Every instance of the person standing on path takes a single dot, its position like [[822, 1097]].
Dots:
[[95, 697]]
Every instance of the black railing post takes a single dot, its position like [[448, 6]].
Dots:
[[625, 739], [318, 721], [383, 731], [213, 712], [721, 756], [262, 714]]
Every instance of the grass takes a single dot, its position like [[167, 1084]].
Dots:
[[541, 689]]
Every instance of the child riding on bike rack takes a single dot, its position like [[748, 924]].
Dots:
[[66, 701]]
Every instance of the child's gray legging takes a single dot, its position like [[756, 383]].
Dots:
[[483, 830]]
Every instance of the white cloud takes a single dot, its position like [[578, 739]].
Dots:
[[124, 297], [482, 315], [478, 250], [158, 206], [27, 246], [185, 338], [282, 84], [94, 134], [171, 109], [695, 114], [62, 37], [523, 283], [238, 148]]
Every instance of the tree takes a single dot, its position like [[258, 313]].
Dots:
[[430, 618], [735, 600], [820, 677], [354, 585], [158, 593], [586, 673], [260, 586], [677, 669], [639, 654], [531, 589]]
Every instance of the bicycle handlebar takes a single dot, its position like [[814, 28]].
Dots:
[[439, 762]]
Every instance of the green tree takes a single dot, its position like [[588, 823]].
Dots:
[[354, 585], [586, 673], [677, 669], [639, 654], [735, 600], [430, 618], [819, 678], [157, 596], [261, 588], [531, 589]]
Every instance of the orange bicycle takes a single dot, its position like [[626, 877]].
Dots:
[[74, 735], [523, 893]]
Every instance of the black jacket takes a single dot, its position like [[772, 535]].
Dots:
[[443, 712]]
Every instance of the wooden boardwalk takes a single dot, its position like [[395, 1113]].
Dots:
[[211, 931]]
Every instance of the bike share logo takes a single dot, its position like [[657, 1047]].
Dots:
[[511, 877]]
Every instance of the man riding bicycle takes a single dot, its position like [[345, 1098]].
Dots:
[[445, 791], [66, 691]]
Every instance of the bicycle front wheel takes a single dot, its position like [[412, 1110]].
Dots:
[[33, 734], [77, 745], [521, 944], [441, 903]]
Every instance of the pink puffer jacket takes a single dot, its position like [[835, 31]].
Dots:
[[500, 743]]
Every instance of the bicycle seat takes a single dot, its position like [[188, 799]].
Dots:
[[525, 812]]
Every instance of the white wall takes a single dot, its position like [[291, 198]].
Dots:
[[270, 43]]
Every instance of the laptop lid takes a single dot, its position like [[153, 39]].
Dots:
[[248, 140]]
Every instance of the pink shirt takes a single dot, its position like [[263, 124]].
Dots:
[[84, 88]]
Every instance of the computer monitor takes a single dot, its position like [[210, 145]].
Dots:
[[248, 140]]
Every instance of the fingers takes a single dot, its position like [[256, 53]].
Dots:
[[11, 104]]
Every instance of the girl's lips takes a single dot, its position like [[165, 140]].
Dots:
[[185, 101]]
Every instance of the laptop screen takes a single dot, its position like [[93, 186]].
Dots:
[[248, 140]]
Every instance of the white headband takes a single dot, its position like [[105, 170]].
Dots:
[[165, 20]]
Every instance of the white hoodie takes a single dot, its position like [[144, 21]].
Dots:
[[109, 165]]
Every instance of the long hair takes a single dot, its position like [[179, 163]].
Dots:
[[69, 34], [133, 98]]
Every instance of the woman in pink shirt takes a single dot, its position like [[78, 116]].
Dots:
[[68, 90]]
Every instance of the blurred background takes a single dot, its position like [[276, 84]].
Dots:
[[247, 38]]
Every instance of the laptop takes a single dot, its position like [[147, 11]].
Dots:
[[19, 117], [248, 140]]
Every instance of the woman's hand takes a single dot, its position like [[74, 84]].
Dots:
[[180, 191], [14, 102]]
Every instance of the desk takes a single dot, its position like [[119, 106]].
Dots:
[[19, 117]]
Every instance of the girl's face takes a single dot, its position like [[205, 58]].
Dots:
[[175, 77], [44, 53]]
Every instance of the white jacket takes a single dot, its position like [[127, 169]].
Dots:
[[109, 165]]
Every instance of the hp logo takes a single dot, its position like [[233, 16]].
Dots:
+-------+
TASK TO CARRY OUT:
Your task is to give back every record exactly.

SOLUTION TO THIS EXERCISE:
Every instance of the person standing on path takes a single dot, its position like [[822, 1097]].
Dots:
[[95, 697]]
Every instance of the black railing post takes a single dot, its position like [[448, 6]].
Dots:
[[625, 739], [318, 721], [383, 731], [213, 712], [721, 756], [262, 714]]
Every instance of the grass takes a single dot, its position like [[167, 1084]].
Dots:
[[541, 689]]
Every instance of the child riding on bike rack takes a single dot, its position like [[748, 924]].
Dots:
[[66, 701]]
Every instance of the child's gray legging takes a single dot, its position like [[756, 383]].
Dots:
[[483, 830]]
Every instance of the white cloud takes a single dot, its position like [[578, 739]].
Dots:
[[124, 297], [482, 315], [478, 250], [158, 206], [27, 246], [185, 338], [282, 84], [94, 134], [171, 109], [695, 114], [62, 37], [523, 283], [238, 148]]
Every instance of the tree takes a single dot, its position like [[258, 313]].
Dots:
[[430, 618], [735, 600], [820, 677], [354, 585], [158, 593], [586, 673], [260, 586], [677, 669], [639, 654], [531, 589]]
Every instance of the bicycle handlebar takes a single dot, its position like [[814, 28]].
Dots:
[[439, 762]]
Every instance of the green tree takes a single dot, its position like [[588, 823]].
Dots:
[[354, 585], [586, 673], [677, 669], [639, 654], [735, 600], [430, 618], [819, 678], [157, 596], [261, 588], [531, 589]]
Every instance of the orange bicycle takes a single dot, its position like [[626, 877]].
Dots:
[[74, 735], [523, 893]]
Every instance of the black jacket takes a single dot, its position like [[772, 535]].
Dots:
[[443, 712]]
Every instance of the wooden boardwalk takes a single dot, its position like [[395, 1113]].
Dots:
[[211, 931]]
Every instance of the bike share logo takes a single dot, its position like [[657, 1047]].
Dots:
[[511, 877]]
Every instance of the man riding bicycle takes a single dot, its position like [[345, 1098]].
Dots:
[[445, 791], [66, 691]]
Every instance of the bicycle front wheel takes a single dot, its position like [[412, 1110]].
Dots:
[[33, 734], [77, 745], [521, 944], [441, 903]]
Every instance of the pink puffer jacket takes a single dot, its position like [[835, 31]].
Dots:
[[500, 743]]
Every instance of the bicycle seat takes a single dot, its position like [[188, 799]].
Dots:
[[525, 812]]
Every instance of the white wall takes a single dot, its position like [[291, 198]].
Dots:
[[270, 43]]
Every instance of the laptop lid takes a single dot, its position like [[153, 39]].
Dots:
[[248, 140]]
Every instance of the pink shirt takes a single dot, its position like [[263, 124]].
Dots:
[[84, 88]]
Every instance of the computer monitor takes a single dot, its position like [[210, 145]].
Dots:
[[248, 140]]
Every instance of the fingers takes a single dot, its position like [[256, 53]].
Dots:
[[11, 104]]
Every instance of the girl's lips takes a single dot, its position like [[165, 140]].
Dots:
[[185, 101]]
Every instance of the laptop screen takes a single dot, its position like [[93, 186]].
Dots:
[[248, 140]]
Every instance of the white headband takes a single dot, its position like [[105, 170]].
Dots:
[[165, 20]]
Every instance of the white hoodie takes a single dot, its position like [[144, 21]].
Dots:
[[109, 165]]
Every instance of the long hair takes a single dot, its position like [[179, 163]].
Dots:
[[69, 34], [133, 98]]
Every instance of the woman in pink shirt takes a single dot, its position like [[78, 116]].
Dots:
[[68, 90]]
Every instance of the blurred background takes a single dot, its position like [[276, 84]].
Dots:
[[247, 38]]
Every instance of the laptop takes a single dot, its position like [[147, 11]].
Dots:
[[19, 117], [248, 140]]
Every instance of the woman's hand takes a single dot, its position like [[74, 84]].
Dots:
[[180, 191], [14, 102]]
Every instance of the desk takes a single dot, its position like [[119, 106]].
Dots:
[[19, 117]]
Every instance of the girl's face takes a single dot, its position like [[205, 58]].
Dots:
[[175, 77], [44, 53]]
Every instance of the white jacket takes a single dot, its position like [[127, 169]].
Dots:
[[109, 165]]
Every instance of the hp logo takes a single dot, its position like [[233, 16]].
Dots:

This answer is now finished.